Work instruction →
Could you print the listing again exactly, omitting the pictures?

<<<<

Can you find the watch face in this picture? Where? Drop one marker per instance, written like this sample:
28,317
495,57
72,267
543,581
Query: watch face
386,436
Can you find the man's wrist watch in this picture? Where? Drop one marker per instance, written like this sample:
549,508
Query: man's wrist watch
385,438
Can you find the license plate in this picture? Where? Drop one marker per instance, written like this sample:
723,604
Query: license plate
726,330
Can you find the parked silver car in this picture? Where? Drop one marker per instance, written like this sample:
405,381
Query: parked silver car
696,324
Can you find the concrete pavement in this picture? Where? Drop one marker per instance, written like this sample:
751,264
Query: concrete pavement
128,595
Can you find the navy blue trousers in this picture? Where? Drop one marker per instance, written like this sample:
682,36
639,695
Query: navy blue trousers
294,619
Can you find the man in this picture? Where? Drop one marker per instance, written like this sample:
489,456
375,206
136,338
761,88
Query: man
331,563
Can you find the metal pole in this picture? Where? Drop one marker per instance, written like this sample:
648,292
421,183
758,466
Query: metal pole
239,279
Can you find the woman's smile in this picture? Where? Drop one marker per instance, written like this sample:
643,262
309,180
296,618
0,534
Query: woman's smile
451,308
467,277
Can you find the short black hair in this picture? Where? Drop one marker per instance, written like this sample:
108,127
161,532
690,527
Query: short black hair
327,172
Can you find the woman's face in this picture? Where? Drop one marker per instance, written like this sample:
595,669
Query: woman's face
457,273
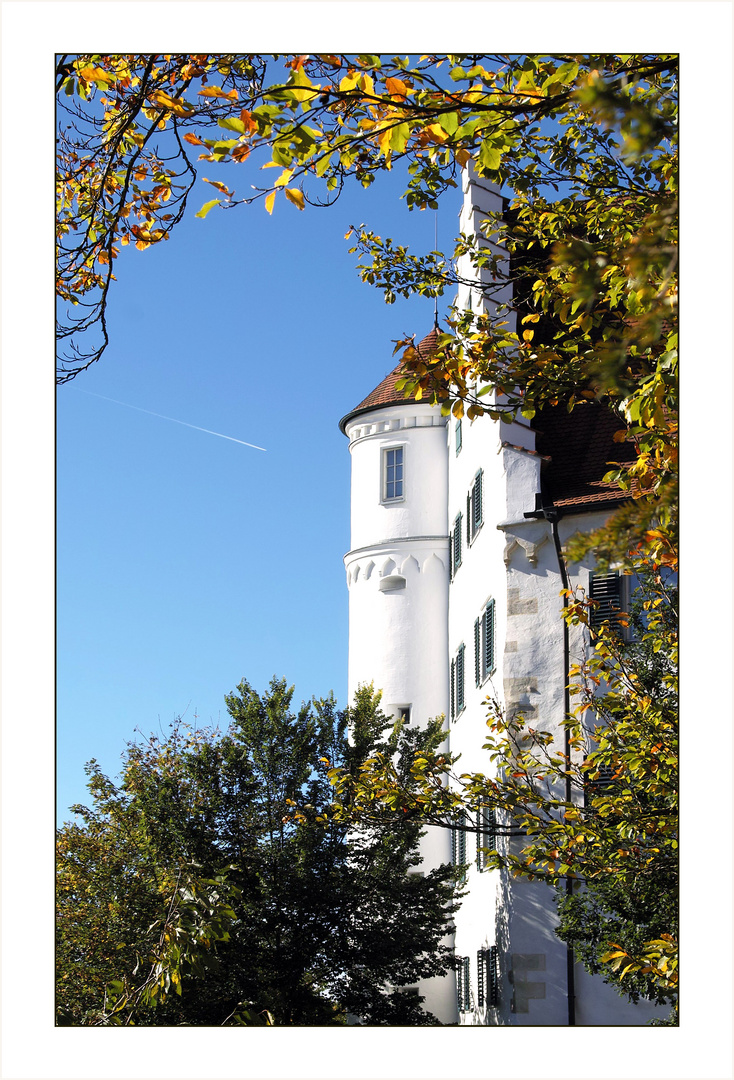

>>>>

Output for this task →
Can you find the watch face in this picture? Where? Drop one marker per instance, written like this sample:
28,317
495,57
72,267
543,581
Query: watch face
386,436
Can you find the man's wrist watch in this picture? Where? Drop one marker per instance, written like this sample:
549,508
Query: man's wrist watch
385,438
Can you find the license plate in this picture? Where? Drop one marker per instance, written like this sample:
723,604
Query: license plate
726,330
Can you find the parked silver car in this picture? Where? Drop one marker per instance, written like this sample:
405,381
Query: parked silver car
696,324
Can you find the concrete pavement in this picture? Where? Drop one marker per instance, written like this sample:
751,264
Query: concrete pavement
128,595
Can you find the navy blue trousers in this picture? Where? Drop one marker per instance, written like this sample:
682,36
639,695
Query: navy blue trousers
294,619
Can you find the man in this picture? Where? Drop one marker per instance, written like this sample:
489,456
375,206
136,338
761,88
Query: man
331,563
Can you find the metal pole in this picture? Where? Drop one marker per instance, written like this sample:
648,292
421,183
758,466
Query: metal pole
239,279
Can you find the woman's smile in this picture? Where? Drop one marker per instance, written like this sample:
643,262
309,180
296,618
0,534
Query: woman's smile
451,308
467,277
Can you find the short black hair in this picture? Where? Drop one marker per instance, written like this sample:
108,127
161,532
690,527
Query: short black hair
327,172
Can you find the woman's face in this picture? Where? Drop one marker per instance, written like this sample:
595,669
Query: woman's face
457,273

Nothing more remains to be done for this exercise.